▶ Work to do
Identify the line in which "the dancer's bare" appears, then reproduce that line and all remaining lines of the records word for word.

▶ Data shown
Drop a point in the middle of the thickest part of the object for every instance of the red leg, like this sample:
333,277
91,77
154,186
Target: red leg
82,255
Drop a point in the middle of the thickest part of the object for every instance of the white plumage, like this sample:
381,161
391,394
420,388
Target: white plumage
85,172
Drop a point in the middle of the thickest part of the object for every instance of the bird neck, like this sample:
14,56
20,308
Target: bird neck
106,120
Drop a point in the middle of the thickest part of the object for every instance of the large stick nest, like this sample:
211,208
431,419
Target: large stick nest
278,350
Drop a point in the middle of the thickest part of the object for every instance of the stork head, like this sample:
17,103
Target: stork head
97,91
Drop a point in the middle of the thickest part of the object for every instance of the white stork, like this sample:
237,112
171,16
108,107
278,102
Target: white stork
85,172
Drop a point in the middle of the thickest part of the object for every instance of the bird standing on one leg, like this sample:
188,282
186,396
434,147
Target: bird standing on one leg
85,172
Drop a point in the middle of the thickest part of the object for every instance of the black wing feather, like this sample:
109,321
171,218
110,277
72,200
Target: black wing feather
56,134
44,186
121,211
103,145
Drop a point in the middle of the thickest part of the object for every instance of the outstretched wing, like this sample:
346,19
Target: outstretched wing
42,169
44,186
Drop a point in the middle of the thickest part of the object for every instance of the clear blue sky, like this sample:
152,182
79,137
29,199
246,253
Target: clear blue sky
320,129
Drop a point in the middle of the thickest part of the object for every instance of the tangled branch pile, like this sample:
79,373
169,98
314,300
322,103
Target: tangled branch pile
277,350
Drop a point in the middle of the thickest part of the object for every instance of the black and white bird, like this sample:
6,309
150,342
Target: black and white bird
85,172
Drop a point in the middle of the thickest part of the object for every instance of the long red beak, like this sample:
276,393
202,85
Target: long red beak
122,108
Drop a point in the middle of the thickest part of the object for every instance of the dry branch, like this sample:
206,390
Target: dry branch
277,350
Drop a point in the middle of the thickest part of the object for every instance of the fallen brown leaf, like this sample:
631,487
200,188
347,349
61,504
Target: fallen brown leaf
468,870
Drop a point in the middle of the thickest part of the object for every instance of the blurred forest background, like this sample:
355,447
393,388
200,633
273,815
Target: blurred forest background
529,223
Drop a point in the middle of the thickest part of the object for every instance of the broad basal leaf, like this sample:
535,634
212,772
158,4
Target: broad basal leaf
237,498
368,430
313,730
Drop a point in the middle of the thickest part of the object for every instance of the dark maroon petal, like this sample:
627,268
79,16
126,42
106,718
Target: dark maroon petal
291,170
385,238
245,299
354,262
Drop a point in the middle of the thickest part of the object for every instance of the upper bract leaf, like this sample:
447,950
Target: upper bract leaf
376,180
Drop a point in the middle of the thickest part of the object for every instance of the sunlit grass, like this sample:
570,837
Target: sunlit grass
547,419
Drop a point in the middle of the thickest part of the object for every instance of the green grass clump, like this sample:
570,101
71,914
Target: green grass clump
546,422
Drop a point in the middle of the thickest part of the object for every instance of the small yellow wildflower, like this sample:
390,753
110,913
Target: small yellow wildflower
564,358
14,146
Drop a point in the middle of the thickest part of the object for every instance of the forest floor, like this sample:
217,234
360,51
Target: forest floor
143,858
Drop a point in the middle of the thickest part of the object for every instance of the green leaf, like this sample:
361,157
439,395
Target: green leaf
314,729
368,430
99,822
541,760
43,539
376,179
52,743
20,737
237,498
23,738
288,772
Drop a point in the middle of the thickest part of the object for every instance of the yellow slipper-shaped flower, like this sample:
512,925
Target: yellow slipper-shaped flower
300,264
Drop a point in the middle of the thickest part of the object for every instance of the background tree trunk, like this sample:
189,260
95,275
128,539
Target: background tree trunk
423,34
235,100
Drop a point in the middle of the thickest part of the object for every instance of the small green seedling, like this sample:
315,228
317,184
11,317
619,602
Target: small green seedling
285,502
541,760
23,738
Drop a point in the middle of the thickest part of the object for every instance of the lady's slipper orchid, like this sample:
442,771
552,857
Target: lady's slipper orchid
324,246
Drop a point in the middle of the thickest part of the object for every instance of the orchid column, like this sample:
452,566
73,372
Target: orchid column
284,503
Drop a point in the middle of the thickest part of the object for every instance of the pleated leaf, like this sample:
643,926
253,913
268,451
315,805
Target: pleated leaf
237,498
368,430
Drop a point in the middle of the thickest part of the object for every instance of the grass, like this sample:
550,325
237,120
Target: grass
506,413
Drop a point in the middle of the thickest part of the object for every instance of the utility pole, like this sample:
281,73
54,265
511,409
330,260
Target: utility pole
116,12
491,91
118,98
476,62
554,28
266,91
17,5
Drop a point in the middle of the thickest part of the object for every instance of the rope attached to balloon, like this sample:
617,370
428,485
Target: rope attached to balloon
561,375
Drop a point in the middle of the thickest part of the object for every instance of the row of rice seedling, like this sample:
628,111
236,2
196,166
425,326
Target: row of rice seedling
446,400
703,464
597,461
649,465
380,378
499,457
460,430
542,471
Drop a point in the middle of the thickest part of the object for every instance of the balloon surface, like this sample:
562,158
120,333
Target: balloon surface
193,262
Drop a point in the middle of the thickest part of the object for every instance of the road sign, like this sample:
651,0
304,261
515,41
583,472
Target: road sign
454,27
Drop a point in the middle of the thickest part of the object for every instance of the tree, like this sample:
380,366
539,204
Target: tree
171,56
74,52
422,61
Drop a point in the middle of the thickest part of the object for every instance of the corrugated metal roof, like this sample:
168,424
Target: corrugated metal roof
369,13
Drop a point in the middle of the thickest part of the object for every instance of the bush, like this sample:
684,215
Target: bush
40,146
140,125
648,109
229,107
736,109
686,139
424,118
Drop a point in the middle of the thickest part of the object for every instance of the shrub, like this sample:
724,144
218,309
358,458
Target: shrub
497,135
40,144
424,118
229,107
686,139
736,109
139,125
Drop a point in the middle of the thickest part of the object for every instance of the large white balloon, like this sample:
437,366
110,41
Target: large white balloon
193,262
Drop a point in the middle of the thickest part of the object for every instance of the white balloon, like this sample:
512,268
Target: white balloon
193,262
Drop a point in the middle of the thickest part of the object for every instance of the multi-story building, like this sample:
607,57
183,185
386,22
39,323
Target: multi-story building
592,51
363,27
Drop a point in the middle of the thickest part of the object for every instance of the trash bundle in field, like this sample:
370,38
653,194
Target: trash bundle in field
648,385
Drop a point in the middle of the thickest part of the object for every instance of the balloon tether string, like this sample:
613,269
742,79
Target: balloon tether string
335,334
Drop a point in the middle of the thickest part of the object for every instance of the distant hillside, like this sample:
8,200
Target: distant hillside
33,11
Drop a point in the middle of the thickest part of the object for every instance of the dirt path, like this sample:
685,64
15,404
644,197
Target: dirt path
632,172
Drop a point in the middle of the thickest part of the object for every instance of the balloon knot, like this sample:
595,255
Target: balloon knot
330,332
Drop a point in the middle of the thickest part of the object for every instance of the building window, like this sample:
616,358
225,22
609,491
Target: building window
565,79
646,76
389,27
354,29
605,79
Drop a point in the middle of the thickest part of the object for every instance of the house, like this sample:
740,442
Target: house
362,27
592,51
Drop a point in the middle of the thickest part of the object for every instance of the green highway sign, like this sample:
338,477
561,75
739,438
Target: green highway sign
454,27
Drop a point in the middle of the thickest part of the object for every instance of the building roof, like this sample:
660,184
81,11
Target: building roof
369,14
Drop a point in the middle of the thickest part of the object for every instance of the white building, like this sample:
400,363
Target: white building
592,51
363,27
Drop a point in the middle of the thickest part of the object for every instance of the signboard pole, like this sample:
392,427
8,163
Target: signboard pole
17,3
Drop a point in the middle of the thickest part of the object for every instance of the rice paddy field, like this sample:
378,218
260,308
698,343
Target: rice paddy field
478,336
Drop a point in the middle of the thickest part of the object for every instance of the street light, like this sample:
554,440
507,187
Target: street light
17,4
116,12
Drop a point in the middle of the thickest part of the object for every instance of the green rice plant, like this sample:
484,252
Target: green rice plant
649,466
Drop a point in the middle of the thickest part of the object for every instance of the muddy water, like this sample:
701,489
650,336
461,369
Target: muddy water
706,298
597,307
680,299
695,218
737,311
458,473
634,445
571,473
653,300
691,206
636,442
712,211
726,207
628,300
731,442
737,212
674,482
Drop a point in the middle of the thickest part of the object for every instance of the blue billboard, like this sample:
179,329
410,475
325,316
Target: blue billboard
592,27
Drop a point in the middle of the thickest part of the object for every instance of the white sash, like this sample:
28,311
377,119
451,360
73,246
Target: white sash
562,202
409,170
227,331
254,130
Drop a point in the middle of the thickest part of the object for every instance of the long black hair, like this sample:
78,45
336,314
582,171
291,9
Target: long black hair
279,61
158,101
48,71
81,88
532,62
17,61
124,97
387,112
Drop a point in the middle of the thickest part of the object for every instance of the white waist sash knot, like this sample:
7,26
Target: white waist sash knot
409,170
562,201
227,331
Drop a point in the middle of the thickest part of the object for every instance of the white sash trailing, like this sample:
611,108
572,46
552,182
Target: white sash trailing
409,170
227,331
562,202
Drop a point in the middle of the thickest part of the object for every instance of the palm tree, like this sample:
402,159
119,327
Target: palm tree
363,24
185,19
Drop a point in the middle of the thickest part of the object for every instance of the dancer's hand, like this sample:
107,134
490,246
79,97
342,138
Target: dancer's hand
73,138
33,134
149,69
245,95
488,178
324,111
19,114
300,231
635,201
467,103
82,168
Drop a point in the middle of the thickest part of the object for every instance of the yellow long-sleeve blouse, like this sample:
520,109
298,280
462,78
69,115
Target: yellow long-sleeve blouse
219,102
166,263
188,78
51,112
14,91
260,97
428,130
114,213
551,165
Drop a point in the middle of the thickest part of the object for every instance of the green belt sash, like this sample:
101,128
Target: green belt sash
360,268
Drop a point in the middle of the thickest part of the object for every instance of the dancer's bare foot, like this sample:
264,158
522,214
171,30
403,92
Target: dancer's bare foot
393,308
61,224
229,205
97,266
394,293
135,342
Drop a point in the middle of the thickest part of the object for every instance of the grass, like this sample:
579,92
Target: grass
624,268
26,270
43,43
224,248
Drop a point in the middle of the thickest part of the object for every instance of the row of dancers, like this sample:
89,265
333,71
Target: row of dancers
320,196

▶ Solution for this exercise
Drop a point in the middle of the thickest part of the object for every instance of the dancer's bare foot, like this sample:
264,158
522,214
171,30
403,92
Target: dancer's bare foot
393,308
61,224
229,205
97,266
394,293
135,342
Drop a point in the middle of the thickest part of the object for every instance of the grass, like this sample:
579,92
Target: grass
624,268
26,270
43,43
224,248
Drop a point in the middle of the thickest part of the object for every instance of the row of dancers, like this sample:
89,265
333,71
Target: row of dancers
320,196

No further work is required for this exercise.